Hm do you have the full WARNING for this? Maybe this gives me an idea
what's going wrong.

Besides, there is a lock at atomic_begin:

/* This lock is held across the atomic commit to block vblank timer
* from scheduling vkms_composer_worker until the composer is updated
*/
spin_lock_irq(&vkms_output->lock);

that seems to be released on atomic_flush and make me suspect something
missing on the composer update.
atomic_begin/atomic_flush are symmetric functions an always called
around all the plane updates. So having the spin_lock in _begin and
the spin_unlock in _flush should be symmetric and correct.

If you want to make sure, recompile with CONFIG_PROVE_LOCKING, which
should immmediately give you a huge splat in dmesg if there's anything
unbalanced with locking.

I'll check all these things and come back with news (hope) :)
Have fun chasing stuff :-)

Cheers, Daniel


Thanks,

Melissa
I'm totally confused about what's going on here now.
-Daniel
Hi Daniel, Melissa.

## Records shown
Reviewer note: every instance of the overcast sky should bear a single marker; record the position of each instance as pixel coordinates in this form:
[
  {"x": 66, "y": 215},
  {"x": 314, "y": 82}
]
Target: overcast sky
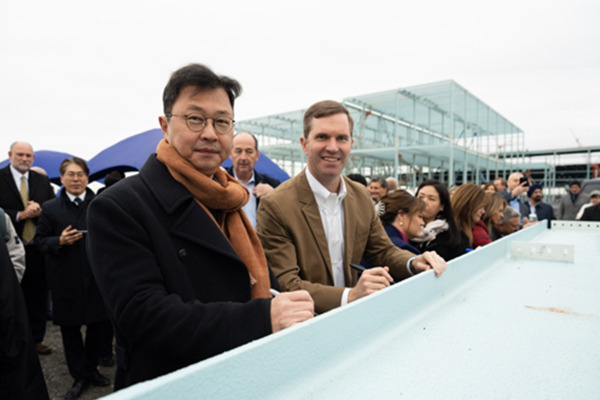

## Given problem A
According to the thread, which config option should be turned on at recompile time to show unbalanced locking?
## Given problem B
Rewrite the thread starting with "that seems to" and going on through "symmetric and correct.", substituting "paired" for each "symmetric".

## Exercise answer A
CONFIG_PROVE_LOCKING

## Exercise answer B
that seems to be released on atomic_flush and make me suspect something
missing on the composer update.
atomic_begin/atomic_flush are paired functions an always called
around all the plane updates. So having the spin_lock in _begin and
the spin_unlock in _flush should be paired and correct.